» **Passage du texte**:
##########

Acheter un condo, ce n’est pas comme faire l’acquisition d’un bungalow ou d’un « plex ». Il faut savoir pourquoi on veut vivre en copropriété, assumer que la gestion de l’immeuble est l’affaire de tous les propriétaires et bien cibler son secteur, question de protéger son investissement. 

David Guay avait tout juste 23 ans lorsqu’il a décidé de quitter Sainte-Thérèse, dans les Basses-Laurentides, pour habiter à L’Île-des-Sœurs, dans son premier condo tout neuf. Il a tellement aimé ce mode de vie qu’il a, depuis, acheté deux autres condos dans son île avec sa conjointe Mylène Prandi.

« Nous en sommes à notre troisième copropriété en moins de 15 ans », raconte le copropriétaire âgé dans la mi-trentaine.

Inutile de préciser que le couple, qui a deux filles – âgées de 9 mois et 3 ans – a fait son nid dans l’immobilier en privilégiant la formule sans entretien du condominium.

« On n’a pas de cour gazonnée, pas de terrain à entretenir, racontent les copropriétaires. Si on veut aller jouer dehors avec les enfants, on a un parc en face de notre immeuble ; si on souhaite aller bruncher au centre-ville avec des amis, on prend les transports en commun. Il y a un arrêt d’autobus à proximité. Et on a la piscine ! »

##########

» **Consigne**: Condensez en une ou deux phrases le paragraphe du texte sur l'achat d'un condo qui commence par « David Guay avait tout juste 23 ans », sans perdre ses faits principaux. Les enregistrements forment un matériel indépendant du texte.

» **Extrait d'un fichier de données**:
##########

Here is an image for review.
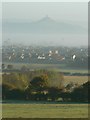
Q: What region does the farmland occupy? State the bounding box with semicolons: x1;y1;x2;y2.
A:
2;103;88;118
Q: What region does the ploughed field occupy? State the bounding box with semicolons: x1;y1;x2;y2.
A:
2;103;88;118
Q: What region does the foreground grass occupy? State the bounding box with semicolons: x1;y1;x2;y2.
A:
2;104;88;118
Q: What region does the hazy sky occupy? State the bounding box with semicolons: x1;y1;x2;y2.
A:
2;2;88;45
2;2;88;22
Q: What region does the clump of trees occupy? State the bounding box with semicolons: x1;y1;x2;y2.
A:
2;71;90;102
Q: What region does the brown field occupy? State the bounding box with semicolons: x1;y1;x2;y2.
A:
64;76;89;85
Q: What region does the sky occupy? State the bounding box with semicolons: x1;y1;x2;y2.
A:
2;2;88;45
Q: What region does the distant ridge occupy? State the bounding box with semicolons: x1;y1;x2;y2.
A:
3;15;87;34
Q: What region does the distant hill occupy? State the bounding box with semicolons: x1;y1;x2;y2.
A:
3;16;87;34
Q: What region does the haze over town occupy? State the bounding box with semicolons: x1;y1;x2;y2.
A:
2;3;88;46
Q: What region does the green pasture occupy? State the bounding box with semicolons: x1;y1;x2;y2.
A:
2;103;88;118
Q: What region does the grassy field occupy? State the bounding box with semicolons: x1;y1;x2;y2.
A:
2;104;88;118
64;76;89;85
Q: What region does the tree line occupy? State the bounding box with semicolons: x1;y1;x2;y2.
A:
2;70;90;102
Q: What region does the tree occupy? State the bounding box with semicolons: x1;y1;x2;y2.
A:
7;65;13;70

##########

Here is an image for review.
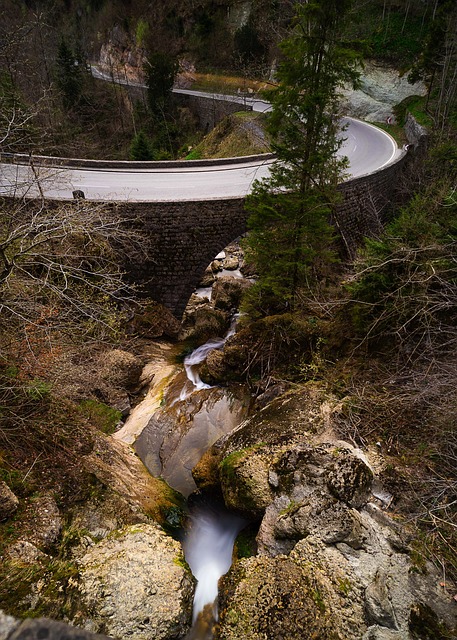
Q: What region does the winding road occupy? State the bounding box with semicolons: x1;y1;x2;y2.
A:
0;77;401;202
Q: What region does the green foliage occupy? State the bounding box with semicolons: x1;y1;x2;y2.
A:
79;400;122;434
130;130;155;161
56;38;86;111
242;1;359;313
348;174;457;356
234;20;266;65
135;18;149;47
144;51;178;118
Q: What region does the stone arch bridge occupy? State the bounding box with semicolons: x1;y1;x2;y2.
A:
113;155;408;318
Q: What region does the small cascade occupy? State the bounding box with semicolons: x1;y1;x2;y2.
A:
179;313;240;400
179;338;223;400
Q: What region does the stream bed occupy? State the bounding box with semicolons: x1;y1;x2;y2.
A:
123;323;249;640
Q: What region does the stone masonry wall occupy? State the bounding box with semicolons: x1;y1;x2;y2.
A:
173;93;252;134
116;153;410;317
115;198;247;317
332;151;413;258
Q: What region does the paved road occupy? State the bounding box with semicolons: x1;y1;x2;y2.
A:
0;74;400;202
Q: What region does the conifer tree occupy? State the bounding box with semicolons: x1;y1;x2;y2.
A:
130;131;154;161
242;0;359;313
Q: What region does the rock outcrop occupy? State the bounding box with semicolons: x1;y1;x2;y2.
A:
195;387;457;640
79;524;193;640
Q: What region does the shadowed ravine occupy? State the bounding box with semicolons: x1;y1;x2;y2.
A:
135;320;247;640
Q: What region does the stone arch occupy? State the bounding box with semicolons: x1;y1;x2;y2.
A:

##########

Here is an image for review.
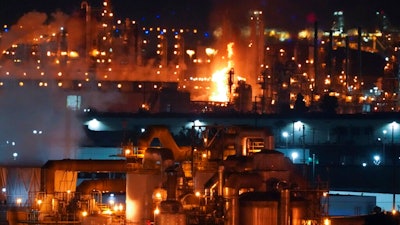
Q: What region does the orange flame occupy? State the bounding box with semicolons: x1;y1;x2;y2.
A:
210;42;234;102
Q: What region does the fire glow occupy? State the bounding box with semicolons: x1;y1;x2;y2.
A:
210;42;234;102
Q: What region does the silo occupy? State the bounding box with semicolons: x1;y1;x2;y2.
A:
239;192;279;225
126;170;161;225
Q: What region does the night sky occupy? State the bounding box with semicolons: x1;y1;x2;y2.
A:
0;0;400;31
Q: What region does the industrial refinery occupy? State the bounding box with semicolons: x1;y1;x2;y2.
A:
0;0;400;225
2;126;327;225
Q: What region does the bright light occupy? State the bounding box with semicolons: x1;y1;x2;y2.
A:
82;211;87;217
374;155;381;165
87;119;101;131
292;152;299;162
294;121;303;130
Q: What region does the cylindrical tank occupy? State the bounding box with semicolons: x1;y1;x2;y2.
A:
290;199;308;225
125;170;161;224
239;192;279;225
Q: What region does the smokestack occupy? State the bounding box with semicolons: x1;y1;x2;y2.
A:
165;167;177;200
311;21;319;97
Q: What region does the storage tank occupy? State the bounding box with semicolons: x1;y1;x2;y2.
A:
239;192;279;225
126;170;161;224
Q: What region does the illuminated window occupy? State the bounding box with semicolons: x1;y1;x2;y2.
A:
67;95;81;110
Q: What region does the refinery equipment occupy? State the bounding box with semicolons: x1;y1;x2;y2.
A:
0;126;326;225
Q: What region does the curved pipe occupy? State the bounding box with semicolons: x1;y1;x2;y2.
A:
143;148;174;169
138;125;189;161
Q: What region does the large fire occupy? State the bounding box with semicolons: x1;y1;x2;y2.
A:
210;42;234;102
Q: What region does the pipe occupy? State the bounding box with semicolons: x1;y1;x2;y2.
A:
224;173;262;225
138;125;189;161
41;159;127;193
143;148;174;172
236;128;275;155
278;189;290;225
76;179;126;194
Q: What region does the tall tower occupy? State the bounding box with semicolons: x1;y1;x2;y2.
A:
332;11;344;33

##########

» **Réponse complète**: À 23 ans, David Guay a quitté Sainte-Thérèse, dans les Basses-Laurentides, pour son premier condo neuf à L'Île-des-Sœurs. Séduit par ce mode de vie, il y a depuis acheté deux autres condos avec sa conjointe Mylène Prandi.